++++ Data Tugas ++++

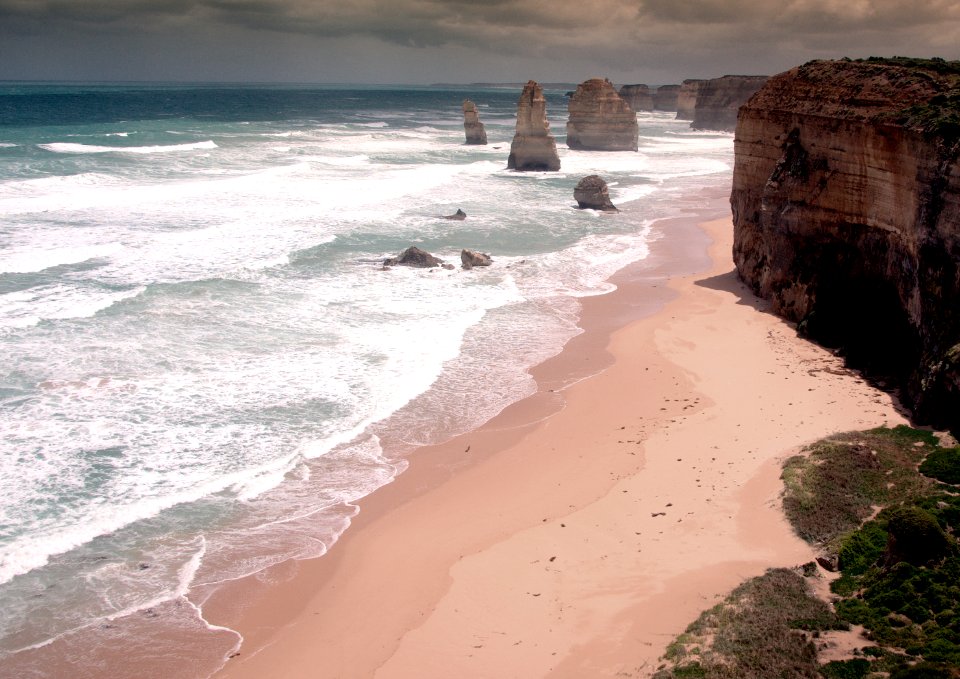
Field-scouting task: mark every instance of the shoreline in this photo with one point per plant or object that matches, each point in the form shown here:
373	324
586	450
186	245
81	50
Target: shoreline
537	545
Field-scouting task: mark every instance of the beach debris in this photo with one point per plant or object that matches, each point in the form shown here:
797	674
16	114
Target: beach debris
470	259
472	127
415	257
591	194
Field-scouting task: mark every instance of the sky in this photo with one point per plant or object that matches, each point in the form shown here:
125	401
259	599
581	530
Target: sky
456	41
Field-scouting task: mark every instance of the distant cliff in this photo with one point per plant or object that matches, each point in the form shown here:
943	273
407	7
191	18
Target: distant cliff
719	99
533	147
687	99
472	127
665	98
599	119
846	209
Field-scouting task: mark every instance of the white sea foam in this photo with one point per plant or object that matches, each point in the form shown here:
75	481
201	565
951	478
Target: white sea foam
66	147
38	260
233	354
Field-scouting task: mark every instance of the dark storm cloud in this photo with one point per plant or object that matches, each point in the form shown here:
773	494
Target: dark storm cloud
698	38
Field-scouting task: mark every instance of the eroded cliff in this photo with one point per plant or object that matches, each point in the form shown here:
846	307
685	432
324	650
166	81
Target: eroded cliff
846	209
719	99
687	99
639	97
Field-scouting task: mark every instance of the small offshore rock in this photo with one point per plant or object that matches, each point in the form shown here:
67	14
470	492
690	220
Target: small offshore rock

++++

Tukar setiap "cliff" dengan "bluff" pada catatan dari baris yang memuat "Field-scouting task: mark every instance of the beach" sampai akhir catatan. Tuliskan ulang baris-baris itu saja tanpa mengubah bagian lainnya.

Field-scouting task: mark every instance of the beach debris in this photo with one point per plant or object that matches, each point in the form shown here:
797	674
16	114
Target: beach debris
470	259
472	127
415	257
591	194
Field-scouting task: mark every instance of the sky in this photo with one point per plant or object that matches, each point in the form shown here:
125	401
259	599
581	530
Target: sky
456	41
Field-scouting task: mark every instance of the distant bluff in this photo with one point per plant or object that matches, each point in the form shown here:
943	273
407	7
191	18
Target: distant bluff
719	99
533	147
687	99
472	127
665	98
599	119
846	209
Field-scouting task: mark every instance of the white sea foam in this photo with one point per plant or object that matches, each point in the form shown here:
75	481
201	565
951	478
Target: white sea foam
66	147
38	260
233	354
Field-scouting task: mark every instance of the dark storm cloud in this photo with one point per plant or object that matches, each point in the form shown here:
773	494
Target: dark storm cloud
698	38
Field-scouting task: mark every instance of the eroded bluff in this photo with one point per plant or object that matches, each point in the form shown here:
846	307
685	432
324	650
166	81
Target: eroded bluff
846	209
719	99
687	99
639	97
Field-scouting task: mark every instance of the small offshore rock in this photo with one point per plant or object that matches, each point in the form shown here:
67	14
470	492
690	220
Target: small offshore rock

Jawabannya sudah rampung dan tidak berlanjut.